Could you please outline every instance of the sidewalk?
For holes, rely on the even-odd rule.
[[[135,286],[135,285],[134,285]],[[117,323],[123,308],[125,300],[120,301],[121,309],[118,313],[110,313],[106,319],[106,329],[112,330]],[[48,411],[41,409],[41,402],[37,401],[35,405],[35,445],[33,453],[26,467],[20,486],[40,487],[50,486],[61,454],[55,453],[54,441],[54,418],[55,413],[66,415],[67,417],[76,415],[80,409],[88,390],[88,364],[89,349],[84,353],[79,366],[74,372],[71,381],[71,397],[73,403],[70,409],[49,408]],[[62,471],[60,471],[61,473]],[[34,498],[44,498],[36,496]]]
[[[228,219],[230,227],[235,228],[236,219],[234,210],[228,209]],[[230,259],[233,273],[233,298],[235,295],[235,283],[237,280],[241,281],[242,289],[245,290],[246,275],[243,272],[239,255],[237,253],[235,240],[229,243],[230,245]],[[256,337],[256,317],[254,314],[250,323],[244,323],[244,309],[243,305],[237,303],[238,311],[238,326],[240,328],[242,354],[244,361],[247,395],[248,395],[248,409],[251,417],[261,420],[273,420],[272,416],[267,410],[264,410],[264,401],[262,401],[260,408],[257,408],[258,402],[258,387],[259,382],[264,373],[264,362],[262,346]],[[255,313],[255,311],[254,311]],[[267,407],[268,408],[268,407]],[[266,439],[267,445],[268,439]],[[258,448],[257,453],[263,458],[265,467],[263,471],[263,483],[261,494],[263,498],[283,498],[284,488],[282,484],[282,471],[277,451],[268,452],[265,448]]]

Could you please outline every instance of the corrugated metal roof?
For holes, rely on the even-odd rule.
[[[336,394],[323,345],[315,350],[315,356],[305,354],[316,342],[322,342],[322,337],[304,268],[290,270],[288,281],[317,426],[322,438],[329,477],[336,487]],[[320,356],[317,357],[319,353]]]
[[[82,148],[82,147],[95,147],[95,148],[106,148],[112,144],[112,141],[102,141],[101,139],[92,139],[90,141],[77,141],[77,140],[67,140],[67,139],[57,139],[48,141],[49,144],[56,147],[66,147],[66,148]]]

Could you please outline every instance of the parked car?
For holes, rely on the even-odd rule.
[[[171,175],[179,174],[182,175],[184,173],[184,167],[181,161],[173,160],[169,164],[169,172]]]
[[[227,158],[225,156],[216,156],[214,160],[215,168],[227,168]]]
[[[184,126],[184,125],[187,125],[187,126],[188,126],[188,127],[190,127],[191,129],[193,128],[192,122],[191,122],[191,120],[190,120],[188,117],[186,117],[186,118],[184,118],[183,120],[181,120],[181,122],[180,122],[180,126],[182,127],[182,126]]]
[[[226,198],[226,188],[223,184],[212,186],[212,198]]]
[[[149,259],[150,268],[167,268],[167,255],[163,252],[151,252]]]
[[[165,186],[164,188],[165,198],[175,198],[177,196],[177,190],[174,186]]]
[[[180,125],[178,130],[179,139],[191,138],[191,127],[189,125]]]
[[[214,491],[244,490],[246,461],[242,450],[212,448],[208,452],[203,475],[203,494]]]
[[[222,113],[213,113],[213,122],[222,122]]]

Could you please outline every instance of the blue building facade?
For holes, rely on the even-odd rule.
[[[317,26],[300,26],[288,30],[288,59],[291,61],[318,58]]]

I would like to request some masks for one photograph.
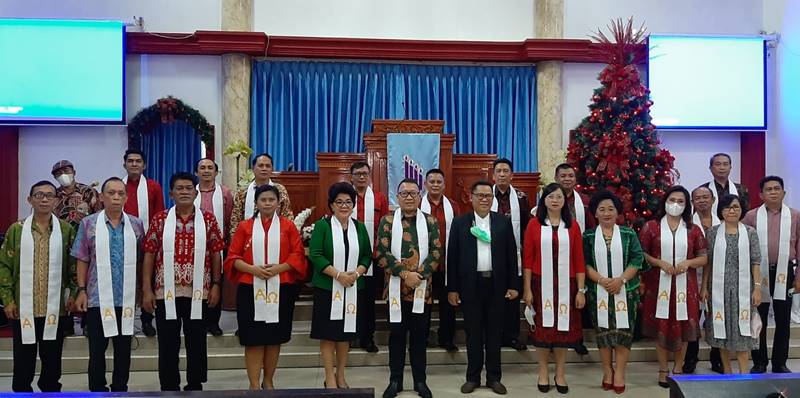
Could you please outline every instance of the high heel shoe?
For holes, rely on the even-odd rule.
[[[617,393],[617,394],[622,394],[622,393],[624,393],[624,392],[625,392],[625,385],[624,385],[624,384],[623,384],[623,385],[621,385],[621,386],[615,386],[615,385],[612,385],[612,386],[611,386],[611,388],[612,388],[612,389],[614,390],[614,392],[615,392],[615,393]]]
[[[547,379],[545,379],[547,380]],[[550,391],[550,384],[539,384],[539,380],[536,380],[536,387],[539,388],[539,392],[546,393]]]
[[[553,378],[553,384],[556,385],[556,391],[558,391],[559,394],[566,394],[569,392],[569,386],[562,386],[558,384],[555,377]]]
[[[611,391],[614,389],[614,371],[611,371],[611,383],[606,383],[605,378],[601,380],[603,391]]]
[[[659,370],[658,371],[658,376],[659,376],[658,386],[661,387],[661,388],[669,388],[669,383],[667,383],[666,381],[661,381],[660,380],[662,374],[669,375],[669,370]]]

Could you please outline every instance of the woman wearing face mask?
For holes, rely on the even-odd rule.
[[[676,185],[664,194],[654,220],[639,232],[644,257],[652,267],[643,274],[642,334],[656,340],[658,385],[668,388],[672,373],[681,374],[686,344],[700,338],[700,304],[696,269],[706,264],[706,240],[692,224],[689,191]]]
[[[709,263],[700,294],[710,314],[706,342],[720,349],[725,373],[732,373],[731,353],[739,373],[748,373],[750,351],[758,349],[750,314],[761,304],[761,249],[756,230],[739,221],[742,213],[738,196],[720,198],[717,216],[723,222],[708,231]]]

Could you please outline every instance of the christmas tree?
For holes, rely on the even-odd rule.
[[[651,123],[650,90],[636,67],[645,56],[643,28],[633,19],[609,27],[612,42],[602,32],[592,36],[608,64],[599,75],[590,114],[570,131],[567,162],[575,167],[578,189],[592,195],[601,189],[623,203],[625,223],[639,228],[650,219],[664,192],[673,184],[675,158],[660,148]]]

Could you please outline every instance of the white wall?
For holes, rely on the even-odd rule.
[[[769,3],[772,0],[766,0]],[[797,0],[796,0],[797,1]],[[634,16],[638,27],[642,22],[651,33],[746,34],[761,30],[761,0],[565,0],[564,36],[586,38],[612,18]],[[712,17],[713,16],[713,17]],[[564,145],[569,130],[587,116],[593,90],[600,86],[597,75],[600,64],[564,65],[563,123]],[[654,104],[658,106],[658,104]],[[708,159],[717,152],[731,155],[734,168],[731,177],[739,181],[741,164],[740,137],[735,132],[661,131],[662,146],[675,156],[675,167],[681,173],[679,182],[691,189],[710,179]]]
[[[519,41],[534,0],[256,0],[253,30],[278,36]]]

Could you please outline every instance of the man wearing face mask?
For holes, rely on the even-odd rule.
[[[711,171],[713,180],[703,184],[703,186],[714,189],[714,197],[721,198],[725,194],[739,196],[739,204],[742,205],[742,212],[750,209],[750,194],[747,187],[731,181],[731,156],[727,153],[715,153],[708,161],[708,169]],[[717,214],[717,202],[711,205],[711,214]]]
[[[59,160],[53,165],[51,173],[60,185],[56,189],[56,217],[77,229],[84,217],[102,210],[103,203],[99,200],[97,191],[89,185],[75,181],[75,166],[72,162]]]

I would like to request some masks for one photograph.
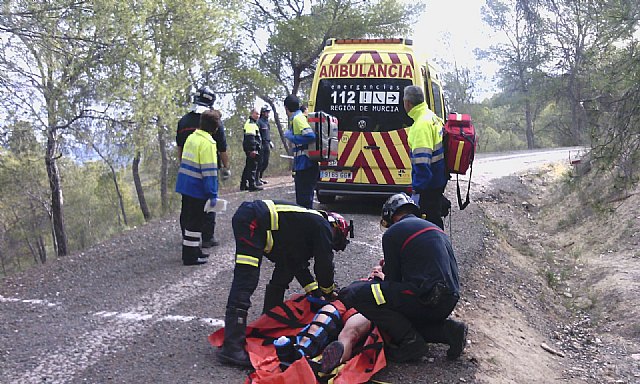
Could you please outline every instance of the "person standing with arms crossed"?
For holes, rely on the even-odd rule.
[[[305,208],[313,208],[313,191],[320,176],[317,161],[309,158],[309,144],[316,140],[305,115],[300,111],[300,99],[289,95],[284,99],[284,107],[289,117],[289,129],[284,137],[294,144],[293,147],[293,180],[296,189],[296,204]]]
[[[404,109],[413,125],[409,128],[411,149],[411,199],[420,206],[426,219],[444,229],[442,203],[449,175],[444,161],[442,134],[444,122],[424,101],[422,88],[404,89]]]

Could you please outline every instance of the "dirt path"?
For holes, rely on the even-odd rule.
[[[640,380],[637,225],[620,231],[626,243],[604,233],[594,236],[587,219],[570,214],[575,202],[550,197],[558,193],[553,187],[558,174],[547,169],[474,187],[472,205],[454,212],[451,231],[462,284],[455,316],[470,325],[466,352],[450,362],[445,347],[433,346],[423,362],[391,364],[376,379]],[[222,245],[206,266],[181,265],[176,216],[4,279],[0,382],[242,382],[246,372],[220,365],[206,336],[224,316],[233,270],[229,219],[234,207],[249,199],[293,200],[290,176],[269,181],[258,193],[225,189],[230,211],[219,218]],[[628,204],[624,208],[629,217],[640,217],[640,204],[632,199],[622,202]],[[380,203],[353,199],[319,206],[356,223],[358,237],[336,257],[341,284],[361,277],[380,257]],[[621,218],[607,220],[606,226],[615,226]],[[263,265],[260,287],[270,268]],[[260,289],[252,301],[250,318],[256,318]]]

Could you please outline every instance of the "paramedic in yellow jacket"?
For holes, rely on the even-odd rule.
[[[410,85],[404,89],[404,109],[413,125],[409,128],[411,149],[411,196],[426,219],[444,229],[442,204],[449,179],[444,161],[442,127],[444,122],[424,101],[422,88]]]
[[[211,136],[222,125],[220,118],[220,111],[204,111],[200,115],[200,127],[187,137],[182,150],[176,192],[182,194],[184,265],[207,262],[208,256],[202,253],[200,242],[205,214],[213,212],[218,200],[218,153]]]
[[[300,99],[289,95],[284,99],[284,107],[289,117],[289,129],[284,137],[294,144],[293,170],[296,188],[296,204],[313,208],[313,190],[318,183],[320,166],[309,158],[309,144],[315,142],[316,134],[309,126],[307,117],[300,110]]]

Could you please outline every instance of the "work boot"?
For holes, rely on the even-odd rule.
[[[249,187],[247,187],[247,184],[246,184],[246,183],[242,183],[242,184],[240,184],[240,190],[241,190],[241,191],[246,191],[247,189],[249,189]]]
[[[260,181],[260,179],[256,179],[256,187],[262,187],[262,181]]]
[[[269,312],[273,307],[278,304],[282,304],[284,301],[284,291],[286,288],[274,285],[267,284],[264,290],[264,305],[262,306],[262,313],[265,314]]]
[[[262,184],[269,184],[269,182],[267,182],[267,180],[265,180],[265,179],[260,179],[260,182],[261,182]]]
[[[447,344],[447,358],[455,360],[467,346],[468,327],[461,321],[446,319],[438,324],[428,324],[418,329],[427,343]]]
[[[218,360],[223,364],[251,368],[249,354],[245,351],[246,337],[247,311],[227,308],[224,316],[224,343],[218,352]]]
[[[386,343],[385,356],[390,361],[406,363],[419,360],[428,350],[429,347],[422,336],[414,329],[411,329],[399,344]]]
[[[447,350],[447,359],[455,360],[462,354],[464,347],[467,346],[467,332],[469,327],[461,321],[451,319],[445,320],[444,328],[446,330],[449,349]]]
[[[218,242],[215,239],[203,241],[202,242],[203,257],[209,257],[209,255],[213,253],[213,247],[217,247],[218,245],[220,245],[220,242]]]
[[[202,254],[199,247],[188,247],[182,245],[183,265],[202,265],[207,262],[207,258]]]
[[[249,192],[262,191],[264,188],[258,187],[255,184],[253,186],[249,186]]]

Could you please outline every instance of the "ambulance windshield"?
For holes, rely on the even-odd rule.
[[[339,120],[340,131],[388,132],[411,126],[402,95],[410,79],[325,78],[318,84],[315,111]]]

§ §

A single number is the whole answer: how many lines of the records contain the word "wearing".

2